* SELECTED EXCERPT *
□ □ □ □ □ □ □

Tag Archives: wealth

Haunted Coin House in Chicago

  • Details 
    • Collected on 03/23/2024 
    • Genre: Memorate 
    • Language: English 
    • Nationality: American 
    • Relationship to Informant: Friend
  1. Text 
    1. Summary: 
      1. There was a house that always had people moving in and out. Typically, these people moved out because some misfortune fell on them during the time they lived there. One family that lived there with a young child kept noticing that coins would randomly appear on the floor. Then, they learned that the house was haunted by an old woman who lived there for a long time and was known to always carry change.

□ □ □ □ □ □ □

* REQUIRED ACTIONS *
• A. In the haunted coin house entry, what was the old woman known to always carry?
• B. In the haunted coin house entry, swap "coins" for "pennies" and write out the passage starting with "Tag Archives: wealth" and going on through "always carry change.".
• C. Decide whether each statement agrees with the haunted coin house entry, answering yes or no and quoting the words that settle it: (i) The house was haunted by an old man. (ii) The account was collected on 03/23/2024. (iii) The informant is a relative of the collector.
Answer from the text alone.

* Dataset excerpt *
□ □ □ □ □ □ □

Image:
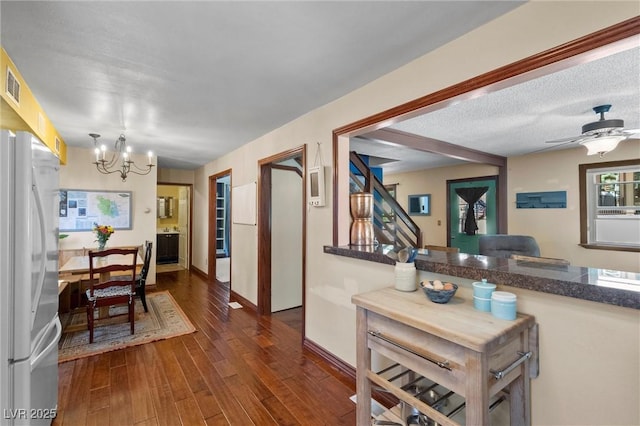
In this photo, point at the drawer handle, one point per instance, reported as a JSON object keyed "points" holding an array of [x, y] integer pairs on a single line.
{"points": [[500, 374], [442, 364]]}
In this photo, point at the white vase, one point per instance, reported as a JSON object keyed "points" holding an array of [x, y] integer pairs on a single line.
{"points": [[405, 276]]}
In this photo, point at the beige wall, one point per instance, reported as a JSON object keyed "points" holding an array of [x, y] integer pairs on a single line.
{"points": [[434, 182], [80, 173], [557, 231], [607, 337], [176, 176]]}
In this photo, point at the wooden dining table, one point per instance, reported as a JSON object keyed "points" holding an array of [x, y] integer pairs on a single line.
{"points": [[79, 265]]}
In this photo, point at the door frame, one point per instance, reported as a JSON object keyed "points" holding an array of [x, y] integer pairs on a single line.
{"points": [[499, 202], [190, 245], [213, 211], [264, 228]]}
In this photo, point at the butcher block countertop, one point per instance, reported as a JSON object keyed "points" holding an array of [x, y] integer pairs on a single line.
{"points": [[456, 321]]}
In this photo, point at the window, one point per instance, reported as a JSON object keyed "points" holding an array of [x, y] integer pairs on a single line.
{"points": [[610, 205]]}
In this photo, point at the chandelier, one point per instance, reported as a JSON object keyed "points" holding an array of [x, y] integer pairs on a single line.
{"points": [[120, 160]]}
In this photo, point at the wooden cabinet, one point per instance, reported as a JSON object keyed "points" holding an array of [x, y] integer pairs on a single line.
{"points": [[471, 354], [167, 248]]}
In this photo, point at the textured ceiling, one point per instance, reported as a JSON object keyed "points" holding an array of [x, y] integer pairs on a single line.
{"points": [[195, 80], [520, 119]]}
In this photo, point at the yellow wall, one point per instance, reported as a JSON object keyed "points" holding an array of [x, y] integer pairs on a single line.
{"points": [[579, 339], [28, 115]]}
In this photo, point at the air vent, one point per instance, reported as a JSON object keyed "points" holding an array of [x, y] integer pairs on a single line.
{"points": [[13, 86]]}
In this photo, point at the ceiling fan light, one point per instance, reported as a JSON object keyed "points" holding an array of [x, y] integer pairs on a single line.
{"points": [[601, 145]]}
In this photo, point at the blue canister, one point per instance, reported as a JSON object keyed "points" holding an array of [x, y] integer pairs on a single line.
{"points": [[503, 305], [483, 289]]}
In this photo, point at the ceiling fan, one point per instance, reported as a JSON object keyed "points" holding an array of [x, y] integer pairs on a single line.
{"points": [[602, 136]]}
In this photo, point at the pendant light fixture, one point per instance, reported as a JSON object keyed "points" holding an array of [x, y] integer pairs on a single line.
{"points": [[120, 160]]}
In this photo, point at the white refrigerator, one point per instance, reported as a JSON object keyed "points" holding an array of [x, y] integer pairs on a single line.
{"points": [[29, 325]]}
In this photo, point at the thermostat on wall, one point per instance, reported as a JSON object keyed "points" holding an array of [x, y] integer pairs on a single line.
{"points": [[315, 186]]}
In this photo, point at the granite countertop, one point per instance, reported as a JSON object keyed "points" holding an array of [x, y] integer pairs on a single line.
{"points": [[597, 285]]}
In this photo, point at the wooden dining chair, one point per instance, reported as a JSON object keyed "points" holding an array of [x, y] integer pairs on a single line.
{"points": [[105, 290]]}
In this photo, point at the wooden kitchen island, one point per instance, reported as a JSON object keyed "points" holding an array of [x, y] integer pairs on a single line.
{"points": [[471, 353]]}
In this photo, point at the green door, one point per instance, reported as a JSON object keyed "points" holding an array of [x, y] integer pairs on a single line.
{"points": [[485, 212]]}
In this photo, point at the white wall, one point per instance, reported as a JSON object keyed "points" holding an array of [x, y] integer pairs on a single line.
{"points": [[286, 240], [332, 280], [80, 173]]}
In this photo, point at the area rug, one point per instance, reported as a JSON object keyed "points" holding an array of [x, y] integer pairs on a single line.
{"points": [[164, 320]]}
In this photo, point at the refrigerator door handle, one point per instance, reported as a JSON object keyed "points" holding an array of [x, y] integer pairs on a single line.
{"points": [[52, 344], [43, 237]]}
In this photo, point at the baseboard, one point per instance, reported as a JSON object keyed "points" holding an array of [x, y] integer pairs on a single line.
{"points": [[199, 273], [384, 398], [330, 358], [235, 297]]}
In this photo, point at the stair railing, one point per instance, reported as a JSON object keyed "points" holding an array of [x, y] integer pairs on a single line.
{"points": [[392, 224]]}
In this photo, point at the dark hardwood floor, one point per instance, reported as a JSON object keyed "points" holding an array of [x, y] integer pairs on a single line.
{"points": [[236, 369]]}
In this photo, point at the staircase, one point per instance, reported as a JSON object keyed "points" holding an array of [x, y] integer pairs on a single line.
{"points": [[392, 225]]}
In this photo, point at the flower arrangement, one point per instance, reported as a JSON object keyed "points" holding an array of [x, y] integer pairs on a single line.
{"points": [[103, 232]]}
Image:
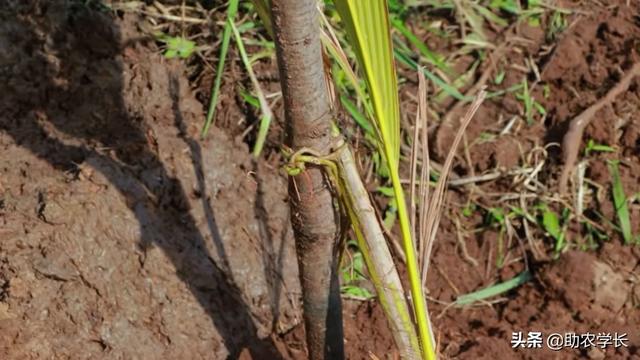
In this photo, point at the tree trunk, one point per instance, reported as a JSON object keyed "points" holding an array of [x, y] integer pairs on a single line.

□ □ □ □ □ □ □

* FULL SOLUTIONS *
• A. Change.

• B.
Tag Archives: wealth

Haunted Coin House in Chicago

  • Details 
    • Collected on 03/23/2024 
    • Genre: Memorate 
    • Language: English 
    • Nationality: American 
    • Relationship to Informant: Friend
  1. Text 
    1. Summary: 
      1. There was a house that always had people moving in and out. Typically, these people moved out because some misfortune fell on them during the time they lived there. One family that lived there with a young child kept noticing that pennies would randomly appear on the floor. Then, they learned that the house was haunted by an old woman who lived there for a long time and was known to always carry change.

• C.
(i) No: "haunted by an old woman"
(ii) Yes: "Collected on 03/23/2024"
(iii) No: "Relationship to Informant: Friend"